Items listed in a dataset:
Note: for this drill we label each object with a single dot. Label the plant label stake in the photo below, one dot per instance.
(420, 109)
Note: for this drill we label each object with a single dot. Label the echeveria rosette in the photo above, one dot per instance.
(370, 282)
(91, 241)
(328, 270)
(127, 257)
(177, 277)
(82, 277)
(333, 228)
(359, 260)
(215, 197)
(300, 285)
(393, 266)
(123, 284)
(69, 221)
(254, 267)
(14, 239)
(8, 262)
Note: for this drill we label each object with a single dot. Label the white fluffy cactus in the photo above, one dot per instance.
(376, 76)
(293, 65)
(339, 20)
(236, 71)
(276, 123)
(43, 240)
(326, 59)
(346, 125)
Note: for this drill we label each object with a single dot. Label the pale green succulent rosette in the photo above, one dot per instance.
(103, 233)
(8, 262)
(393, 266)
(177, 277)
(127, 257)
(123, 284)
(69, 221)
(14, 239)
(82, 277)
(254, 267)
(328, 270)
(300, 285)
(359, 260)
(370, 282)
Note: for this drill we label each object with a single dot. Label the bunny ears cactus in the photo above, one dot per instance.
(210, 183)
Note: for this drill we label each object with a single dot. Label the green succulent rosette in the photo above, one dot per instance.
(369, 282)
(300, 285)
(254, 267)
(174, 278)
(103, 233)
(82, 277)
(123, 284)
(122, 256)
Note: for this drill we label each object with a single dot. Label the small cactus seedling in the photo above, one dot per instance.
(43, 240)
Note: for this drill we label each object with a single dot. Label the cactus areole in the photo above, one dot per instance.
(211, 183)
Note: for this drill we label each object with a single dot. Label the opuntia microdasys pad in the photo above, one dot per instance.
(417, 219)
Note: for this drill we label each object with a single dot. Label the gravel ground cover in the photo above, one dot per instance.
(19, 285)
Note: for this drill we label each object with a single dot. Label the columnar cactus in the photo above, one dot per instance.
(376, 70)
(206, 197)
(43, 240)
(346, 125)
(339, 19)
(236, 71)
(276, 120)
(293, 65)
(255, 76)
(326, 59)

BRIEF: Write each line of the data down again exactly as it reads.

TASK OUTPUT:
Note: for this drill we label each object with a single dot. Label the plant label stake in the photo below, one dot per instance.
(420, 109)
Note: for this drill we label each object with a single dot. Label the echeveria rosette in the photo above, one dot per instance.
(370, 282)
(91, 241)
(328, 270)
(127, 257)
(177, 277)
(82, 277)
(333, 228)
(359, 260)
(215, 197)
(300, 285)
(393, 266)
(123, 284)
(69, 221)
(254, 267)
(14, 239)
(8, 262)
Note: for this drill we label each object with a single dot. Label the white fluffy cactus in the photo above, one dot per instance.
(376, 76)
(293, 65)
(339, 20)
(236, 71)
(276, 123)
(43, 240)
(326, 59)
(346, 125)
Note: for this drill we label each object with a single dot. Label the pale green succulent rosette in the photo above, one dot per instance.
(103, 233)
(8, 262)
(393, 266)
(177, 277)
(127, 257)
(123, 284)
(69, 221)
(14, 239)
(82, 277)
(254, 267)
(328, 270)
(300, 285)
(359, 260)
(370, 282)
Note: for this drill we label each object with a single dot. Label the bunny ears cactus in the photo above, one dot per instance.
(210, 183)
Note: for this drill we label each object with a single dot. Label the green succulent rosette in the photo above, one dot per instance.
(369, 282)
(300, 285)
(254, 267)
(174, 278)
(103, 233)
(82, 277)
(123, 284)
(122, 256)
Note: for this drill we label each object with a single dot. Label the small cactus seedling in the photo above, one dot per instance.
(43, 240)
Note: for this drill we label each object with a single dot. Label the cactus areole in the photo above, one dot per instance.
(211, 183)
Note: for this drill we label each object with a single dot. Label the opuntia microdasys pad in the photo above, one dot per instance.
(417, 219)
Note: for this drill we label each object with a single dot. Label the gravel ground cover in the photo above, one dot per instance.
(19, 285)
Note: for this drill we label each object with a single dot. Label the columnar cactus in the photo above, one dot per instance.
(376, 70)
(206, 197)
(43, 240)
(346, 125)
(339, 19)
(236, 71)
(276, 120)
(293, 65)
(255, 76)
(326, 59)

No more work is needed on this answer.